Texte fourni:
──────

Un siècle de Glamour Art Déco, Partie 1


All That Jazz

Par Rachel Miller

Ne lâchez pas le passé / Vous pourriez en avoir besoin lors d'un jour de pluie / Les rêves peuvent se réaliser, à nouveau / Quand tout le monde devient, à nouveau, nouveau.
- Peter Allan, "Everything Old is New Again", présent dans la bande-son des films All That Jazz (1979) et The Boy from Oz (1998)

Tout ce qui est ancien devient, à nouveau, neuf. L'adage est vrai dans la mode, la musique, le théâtre... et le monde du design ne fait pas exception. La dernière résurgence ? Un fabuleux regain d’intérêt pour l’Art Déco. Récemment, nous avons assisté à son grand retour : il  inspire et passione quelques-uns des designers actuels les plus fascinants - de noms établis comme India Mahdavi à des talents émergents tels que Cristina Celestino, Hagit Pincovici et Anthony Bianco

Malgré l'imprécision du terme Art Déco, nous semblons tous pouvoir le reconnaître quand nous le voyons. Comment cela est-il possible ? Bien que ce style soit dépourvu d'une définition stricte et immuable, le glamour décomplexé des objets et des intérieurs Art Déco reste instantanément reconnaissable. Si celui-ci a pu se développer grâce à un événement précis à Paris en 1925, il transparaît régulièrement dans notre culture de design depuis lors.

──────

Lignes fournies:
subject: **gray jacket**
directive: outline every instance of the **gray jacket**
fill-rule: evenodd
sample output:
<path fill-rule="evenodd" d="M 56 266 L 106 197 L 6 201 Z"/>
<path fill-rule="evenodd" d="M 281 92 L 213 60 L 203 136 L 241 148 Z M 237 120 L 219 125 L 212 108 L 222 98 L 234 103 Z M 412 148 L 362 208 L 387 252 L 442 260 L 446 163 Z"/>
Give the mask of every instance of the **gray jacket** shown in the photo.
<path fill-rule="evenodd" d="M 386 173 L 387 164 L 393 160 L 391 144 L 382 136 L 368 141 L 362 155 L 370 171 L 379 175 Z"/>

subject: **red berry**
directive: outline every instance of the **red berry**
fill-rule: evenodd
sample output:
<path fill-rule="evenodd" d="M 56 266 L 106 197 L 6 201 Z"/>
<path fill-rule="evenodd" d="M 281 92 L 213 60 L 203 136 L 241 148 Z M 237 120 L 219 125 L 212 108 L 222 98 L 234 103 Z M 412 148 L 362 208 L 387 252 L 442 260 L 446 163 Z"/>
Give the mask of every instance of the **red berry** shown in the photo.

──────

Consigne écrite 1: Restituez le passage de l'article sur l'Art Déco allant de "Un siècle de" jusqu'à "from Oz (1998)" inclus.
Consigne écrite 2: D'après l'article sur l'Art Déco, en quelle année s'est tenu à Paris l'événement qui a permis à ce style de se développer ?
Consigne écrite 3: Énumérez tous les designers actuels que l'article sur l'Art Déco nomme comme inspirés par ce style.
Les lignes fournies ne sont pas nécessaires ici.

Réponse correcte 1:
Un siècle de Glamour Art Déco, Partie 1


All That Jazz

Par Rachel Miller

Ne lâchez pas le passé / Vous pourriez en avoir besoin lors d'un jour de pluie / Les rêves peuvent se réaliser, à nouveau / Quand tout le monde devient, à nouveau, nouveau.
- Peter Allan, "Everything Old is New Again", présent dans la bande-son des films All That Jazz (1979) et The Boy from Oz (1998)

Réponse correcte 2: En 1925.

Réponse correcte 3: India Mahdavi, Cristina Celestino, Hagit Pincovici, Anthony Bianco